[Point annotation records]
==*==

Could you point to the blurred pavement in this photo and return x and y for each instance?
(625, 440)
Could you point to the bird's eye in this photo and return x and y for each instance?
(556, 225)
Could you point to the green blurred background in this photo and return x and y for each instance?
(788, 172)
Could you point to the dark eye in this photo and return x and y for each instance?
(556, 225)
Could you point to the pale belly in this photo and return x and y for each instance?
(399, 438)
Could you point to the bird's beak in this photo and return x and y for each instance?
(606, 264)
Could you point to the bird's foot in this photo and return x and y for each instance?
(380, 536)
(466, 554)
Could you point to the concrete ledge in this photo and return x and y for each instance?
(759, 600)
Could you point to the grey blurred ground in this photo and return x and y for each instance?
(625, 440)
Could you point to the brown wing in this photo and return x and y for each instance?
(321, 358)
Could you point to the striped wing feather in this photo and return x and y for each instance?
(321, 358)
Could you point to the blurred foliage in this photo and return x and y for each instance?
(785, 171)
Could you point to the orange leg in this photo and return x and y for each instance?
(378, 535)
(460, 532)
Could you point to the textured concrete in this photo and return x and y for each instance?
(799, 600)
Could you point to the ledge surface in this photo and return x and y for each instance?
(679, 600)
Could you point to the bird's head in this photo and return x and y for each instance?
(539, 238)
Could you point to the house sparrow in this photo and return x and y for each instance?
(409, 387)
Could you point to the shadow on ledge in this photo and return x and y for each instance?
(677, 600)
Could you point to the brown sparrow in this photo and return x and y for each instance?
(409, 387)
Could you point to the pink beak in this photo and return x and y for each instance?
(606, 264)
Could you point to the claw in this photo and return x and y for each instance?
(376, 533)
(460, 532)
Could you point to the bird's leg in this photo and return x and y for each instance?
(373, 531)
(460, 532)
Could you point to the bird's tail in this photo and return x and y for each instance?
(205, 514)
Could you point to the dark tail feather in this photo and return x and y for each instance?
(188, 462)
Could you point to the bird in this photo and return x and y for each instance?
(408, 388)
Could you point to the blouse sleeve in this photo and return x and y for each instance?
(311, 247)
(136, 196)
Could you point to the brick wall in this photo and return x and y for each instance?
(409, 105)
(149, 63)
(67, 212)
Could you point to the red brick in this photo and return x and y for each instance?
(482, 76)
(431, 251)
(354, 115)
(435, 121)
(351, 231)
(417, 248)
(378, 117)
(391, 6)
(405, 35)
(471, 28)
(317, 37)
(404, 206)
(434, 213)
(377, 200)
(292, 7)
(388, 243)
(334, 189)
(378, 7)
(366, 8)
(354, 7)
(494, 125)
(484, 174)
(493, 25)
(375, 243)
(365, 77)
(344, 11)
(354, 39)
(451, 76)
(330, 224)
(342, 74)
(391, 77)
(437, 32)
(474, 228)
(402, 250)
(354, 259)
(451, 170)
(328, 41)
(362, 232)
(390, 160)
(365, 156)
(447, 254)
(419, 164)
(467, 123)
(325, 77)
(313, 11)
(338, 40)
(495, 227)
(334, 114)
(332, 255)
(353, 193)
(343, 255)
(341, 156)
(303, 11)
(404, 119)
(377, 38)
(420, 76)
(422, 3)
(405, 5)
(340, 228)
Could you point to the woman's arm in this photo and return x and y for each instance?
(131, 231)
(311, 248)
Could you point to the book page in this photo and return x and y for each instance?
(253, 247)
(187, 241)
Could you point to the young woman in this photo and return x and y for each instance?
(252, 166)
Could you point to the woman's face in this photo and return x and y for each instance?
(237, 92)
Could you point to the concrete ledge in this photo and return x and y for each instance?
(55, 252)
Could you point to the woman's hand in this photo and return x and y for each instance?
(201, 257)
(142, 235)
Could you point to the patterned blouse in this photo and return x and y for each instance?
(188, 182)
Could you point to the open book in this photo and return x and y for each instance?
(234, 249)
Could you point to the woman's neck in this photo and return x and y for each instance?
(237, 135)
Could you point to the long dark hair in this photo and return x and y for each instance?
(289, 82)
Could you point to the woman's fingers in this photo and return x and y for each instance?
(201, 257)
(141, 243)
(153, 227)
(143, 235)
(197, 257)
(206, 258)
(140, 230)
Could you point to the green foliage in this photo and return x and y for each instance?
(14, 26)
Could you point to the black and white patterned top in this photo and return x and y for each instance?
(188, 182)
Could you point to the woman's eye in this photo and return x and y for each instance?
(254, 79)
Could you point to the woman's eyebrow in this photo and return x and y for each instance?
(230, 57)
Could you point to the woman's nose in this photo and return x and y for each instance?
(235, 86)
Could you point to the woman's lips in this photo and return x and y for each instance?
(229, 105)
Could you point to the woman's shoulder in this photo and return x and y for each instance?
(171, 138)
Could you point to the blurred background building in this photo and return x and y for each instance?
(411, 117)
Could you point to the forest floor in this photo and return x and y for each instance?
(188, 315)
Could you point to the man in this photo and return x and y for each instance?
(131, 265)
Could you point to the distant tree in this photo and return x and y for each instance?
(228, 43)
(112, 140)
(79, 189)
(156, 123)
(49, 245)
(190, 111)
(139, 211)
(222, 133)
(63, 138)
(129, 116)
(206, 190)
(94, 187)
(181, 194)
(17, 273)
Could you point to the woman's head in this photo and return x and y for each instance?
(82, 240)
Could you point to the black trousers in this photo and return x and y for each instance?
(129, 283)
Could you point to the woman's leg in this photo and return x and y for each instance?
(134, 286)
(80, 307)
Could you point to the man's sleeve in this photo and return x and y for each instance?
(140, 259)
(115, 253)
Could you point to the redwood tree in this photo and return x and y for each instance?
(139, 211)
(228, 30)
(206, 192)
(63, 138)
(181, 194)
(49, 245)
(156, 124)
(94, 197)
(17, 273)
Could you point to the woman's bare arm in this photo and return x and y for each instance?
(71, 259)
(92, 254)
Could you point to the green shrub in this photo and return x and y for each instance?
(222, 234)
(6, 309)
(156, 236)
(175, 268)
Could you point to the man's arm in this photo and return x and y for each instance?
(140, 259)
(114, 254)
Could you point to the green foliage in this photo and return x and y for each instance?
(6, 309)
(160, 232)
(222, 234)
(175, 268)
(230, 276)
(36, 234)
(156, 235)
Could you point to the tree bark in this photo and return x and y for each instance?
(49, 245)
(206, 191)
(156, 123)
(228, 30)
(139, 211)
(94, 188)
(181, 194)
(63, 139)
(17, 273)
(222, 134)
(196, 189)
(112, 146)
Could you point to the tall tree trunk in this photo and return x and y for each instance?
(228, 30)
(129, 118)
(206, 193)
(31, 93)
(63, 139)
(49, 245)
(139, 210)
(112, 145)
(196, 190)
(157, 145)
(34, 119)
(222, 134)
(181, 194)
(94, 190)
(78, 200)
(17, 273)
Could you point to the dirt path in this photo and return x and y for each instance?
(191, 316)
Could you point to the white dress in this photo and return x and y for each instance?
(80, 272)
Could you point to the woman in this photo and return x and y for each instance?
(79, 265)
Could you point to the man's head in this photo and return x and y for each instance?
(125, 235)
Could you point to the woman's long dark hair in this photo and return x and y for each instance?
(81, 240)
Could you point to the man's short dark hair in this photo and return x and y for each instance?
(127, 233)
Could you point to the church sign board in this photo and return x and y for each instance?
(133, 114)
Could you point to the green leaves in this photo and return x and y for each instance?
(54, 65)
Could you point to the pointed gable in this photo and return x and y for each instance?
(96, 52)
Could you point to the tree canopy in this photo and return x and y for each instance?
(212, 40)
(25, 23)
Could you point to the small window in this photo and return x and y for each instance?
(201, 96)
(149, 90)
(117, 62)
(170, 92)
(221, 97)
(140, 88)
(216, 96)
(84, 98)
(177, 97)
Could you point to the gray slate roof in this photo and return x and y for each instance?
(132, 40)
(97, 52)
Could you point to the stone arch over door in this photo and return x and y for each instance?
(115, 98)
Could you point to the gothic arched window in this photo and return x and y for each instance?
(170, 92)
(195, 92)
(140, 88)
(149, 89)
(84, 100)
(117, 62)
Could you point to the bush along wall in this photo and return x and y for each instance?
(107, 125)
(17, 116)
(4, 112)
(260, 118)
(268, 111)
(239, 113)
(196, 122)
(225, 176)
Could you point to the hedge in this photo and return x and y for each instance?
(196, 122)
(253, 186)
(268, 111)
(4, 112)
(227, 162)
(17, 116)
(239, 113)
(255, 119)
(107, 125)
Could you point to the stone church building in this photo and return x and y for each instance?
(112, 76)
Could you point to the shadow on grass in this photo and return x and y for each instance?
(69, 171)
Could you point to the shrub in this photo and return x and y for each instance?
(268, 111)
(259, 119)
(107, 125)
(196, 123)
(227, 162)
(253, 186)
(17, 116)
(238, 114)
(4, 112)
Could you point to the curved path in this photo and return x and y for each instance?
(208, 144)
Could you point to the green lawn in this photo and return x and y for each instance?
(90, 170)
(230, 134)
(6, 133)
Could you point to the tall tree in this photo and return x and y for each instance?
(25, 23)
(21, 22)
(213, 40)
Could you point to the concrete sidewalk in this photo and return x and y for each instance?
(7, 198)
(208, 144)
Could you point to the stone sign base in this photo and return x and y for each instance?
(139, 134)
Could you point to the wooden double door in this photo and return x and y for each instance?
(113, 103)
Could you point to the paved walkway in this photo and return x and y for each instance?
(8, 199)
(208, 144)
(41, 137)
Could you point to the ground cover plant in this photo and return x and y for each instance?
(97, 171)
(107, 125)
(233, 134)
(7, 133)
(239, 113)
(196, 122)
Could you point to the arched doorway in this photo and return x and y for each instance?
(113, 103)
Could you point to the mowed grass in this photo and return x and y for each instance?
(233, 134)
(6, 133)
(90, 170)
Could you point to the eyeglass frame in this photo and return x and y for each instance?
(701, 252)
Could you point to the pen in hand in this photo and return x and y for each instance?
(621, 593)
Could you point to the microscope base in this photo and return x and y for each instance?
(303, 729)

==*==

AIM OF THE EXERCISE:
Copy out exactly the lines running from the line with "Could you point to the stone church" to the end of the records, inclusive.

WRITTEN ANSWER:
Could you point to the stone church building in this photo and return x and y for each instance?
(112, 76)
Could you point to the shadow on grass in this photo and return x and y for each instance?
(69, 171)
Could you point to the shrub in this photo and return x and y for each instance?
(268, 111)
(259, 119)
(107, 125)
(196, 123)
(227, 162)
(253, 186)
(17, 116)
(238, 114)
(4, 112)
Could you point to the curved path in this photo and return x and y for each instance?
(208, 144)
Could you point to the green lawn in this photo and return x and y for each instance?
(90, 170)
(230, 134)
(6, 133)
Could you point to the tall tree in this photo and return x and y for each instance?
(25, 23)
(21, 22)
(213, 40)
Could you point to the concrete sidewalk in this photo and return x and y for each instance?
(7, 198)
(208, 144)
Could you point to the stone sign base in this photo and return x and y for each instance?
(139, 134)
Could you point to the wooden double door in this photo and return x and y for each instance?
(113, 103)
Could you point to the paved walkway in this photo and return x and y for each instance?
(8, 199)
(208, 144)
(41, 137)
Could you point to the ground cover plant in this photo and return x and y for each instance?
(97, 171)
(107, 125)
(233, 134)
(7, 133)
(239, 113)
(196, 122)
Could you point to the arched doorway in this photo and return x and y for each instance?
(113, 103)
Could you point to the mowed grass in this photo and return x and y for each instance?
(233, 134)
(6, 133)
(90, 170)
Could you point to the eyeglass frame in this photo and return x and y for each instance?
(701, 252)
Could you point to the pen in hand in this photo and return x and y for each instance?
(621, 593)
Could you point to the microscope base in this photo and return x and y for each instance?
(303, 729)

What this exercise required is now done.